* [What the exercise asks] Would you write out the entries below, every one of them, exactly?
***** Information provided
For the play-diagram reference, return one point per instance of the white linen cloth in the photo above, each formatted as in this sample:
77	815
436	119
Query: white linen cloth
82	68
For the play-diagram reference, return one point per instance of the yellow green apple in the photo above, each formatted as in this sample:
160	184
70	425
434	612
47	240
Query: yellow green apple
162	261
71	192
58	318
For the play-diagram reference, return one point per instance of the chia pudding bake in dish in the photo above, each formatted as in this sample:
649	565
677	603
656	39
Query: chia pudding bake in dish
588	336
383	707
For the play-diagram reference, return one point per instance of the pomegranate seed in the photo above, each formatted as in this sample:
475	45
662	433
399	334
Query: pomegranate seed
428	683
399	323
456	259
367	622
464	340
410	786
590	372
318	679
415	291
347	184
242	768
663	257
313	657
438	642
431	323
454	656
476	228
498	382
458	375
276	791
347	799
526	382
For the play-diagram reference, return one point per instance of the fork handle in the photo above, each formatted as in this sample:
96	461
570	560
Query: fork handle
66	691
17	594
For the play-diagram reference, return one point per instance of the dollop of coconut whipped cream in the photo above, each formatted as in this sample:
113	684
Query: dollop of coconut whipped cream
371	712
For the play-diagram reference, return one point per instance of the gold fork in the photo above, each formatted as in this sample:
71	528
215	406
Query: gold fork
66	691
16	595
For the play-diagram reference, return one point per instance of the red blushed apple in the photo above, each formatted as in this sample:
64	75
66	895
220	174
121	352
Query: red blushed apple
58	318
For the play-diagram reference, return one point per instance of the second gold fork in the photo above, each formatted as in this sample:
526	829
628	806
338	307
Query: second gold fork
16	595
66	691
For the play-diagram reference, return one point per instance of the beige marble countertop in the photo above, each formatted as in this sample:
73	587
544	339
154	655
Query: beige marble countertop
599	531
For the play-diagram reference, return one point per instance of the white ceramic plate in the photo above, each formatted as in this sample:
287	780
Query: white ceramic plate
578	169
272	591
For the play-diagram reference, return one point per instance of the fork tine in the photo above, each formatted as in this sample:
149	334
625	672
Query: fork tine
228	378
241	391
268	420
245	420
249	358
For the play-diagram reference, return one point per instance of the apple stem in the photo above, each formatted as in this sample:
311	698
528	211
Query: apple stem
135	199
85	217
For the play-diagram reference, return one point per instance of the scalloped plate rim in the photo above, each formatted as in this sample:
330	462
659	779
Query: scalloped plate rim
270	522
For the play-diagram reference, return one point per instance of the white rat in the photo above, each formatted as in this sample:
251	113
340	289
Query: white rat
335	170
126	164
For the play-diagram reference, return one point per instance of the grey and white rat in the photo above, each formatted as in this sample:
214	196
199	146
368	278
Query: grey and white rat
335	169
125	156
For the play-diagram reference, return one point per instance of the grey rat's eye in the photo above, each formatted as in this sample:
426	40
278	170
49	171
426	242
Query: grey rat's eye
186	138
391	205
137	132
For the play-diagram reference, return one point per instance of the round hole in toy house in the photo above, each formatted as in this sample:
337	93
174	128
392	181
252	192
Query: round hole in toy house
**********
* [Response for this exercise]
For the play-diagram reference, return one point per instance of the white linen cloth in the photo above, each formatted as in this sample:
77	815
436	119
Query: white linen cloth
82	68
For the play-diagram reference, return one point per instance of the yellow green apple in the photo above, each formatted as in this sample:
160	184
70	425
434	612
47	240
Query: yellow green apple
162	261
71	192
58	318
For the play-diagram reference, return one point per instance of the chia pudding bake in dish in the photo above, each formatted as in this sample:
649	565
677	603
656	39
Query: chia pudding bake in dish
588	336
383	707
For the play-diagram reference, return one point per instance of the pomegranate seed in the photo above, each formatted as in this sample:
475	45
662	433
399	334
Query: pomegranate seed
428	683
399	323
456	259
367	622
464	340
410	786
590	372
318	679
415	291
347	184
242	768
663	257
313	657
438	642
431	323
454	656
476	228
498	382
458	375
276	791
347	799
526	382
For the play-diagram reference, return one point per instance of the fork handle in the photo above, each formatted as in this sample:
96	461
570	560
Query: fork handle
66	691
17	594
For the play-diagram reference, return one point per instance of the dollop of coconut whipped cream in the photo above, each formatted as in this sample:
113	684
Query: dollop of coconut whipped cream
371	712
For the play-diagram reference, return one point per instance of the gold fork in the photo above, each formatted as in this sample:
71	528
215	406
Query: gold fork
66	691
16	595
For the play-diagram reference, return one point per instance of the red blushed apple in the photo above, each formatted as in this sample:
64	75
66	895
220	174
121	352
Query: red blushed apple
58	318
For the play-diagram reference, return one point per instance of the second gold fork in the photo above, each formatted as in this sample:
526	829
628	806
338	307
Query: second gold fork
16	595
66	691
For the play-diagram reference, return one point per instance of the beige marble countertop in the photo above, each formatted as in this sample:
73	587
544	339
154	655
Query: beige marble countertop
599	531
For the play-diagram reference, return one point per instance of the white ceramic plate in the photo above, each formatted as in this sample:
287	780
Query: white ceramic plate
578	169
272	591
For the play-diagram reference, return one point per instance of the fork tine in the photo above, each formatted as in this sample:
149	334
625	672
Query: fork tine
228	378
241	391
268	420
245	420
249	358
For the play-diagram reference, return one point per instance of the apple stem in the photo above, each formatted as in this sample:
311	698
528	211
Query: apple stem
135	199
85	217
For the play-diagram reference, return one point per instance of the scalloped plate rim in the photo above, each formatted as in this sample:
330	462
659	779
Query: scalloped plate rim
270	522
For the play-diagram reference, return one point per instance of the white rat in the photo above, each formatted as in this sample:
251	113
340	289
Query: white rat
335	170
126	164
For the play-diagram reference, return one point per instance of the grey and white rat in the photo above, each formatted as in this sample:
214	196
199	146
368	278
Query: grey and white rat
335	169
125	156
For the play-diagram reference, return one point per instance of the grey rat's eye in the photo above, each formatted as in this sample:
426	40
278	170
49	171
426	242
Query: grey rat's eye
186	138
391	205
137	132
For the play-diagram reference, return one point per instance of the round hole in toy house in the photo above, each formatted as in this sample:
337	93
174	128
392	181
252	192
Query: round hole in toy house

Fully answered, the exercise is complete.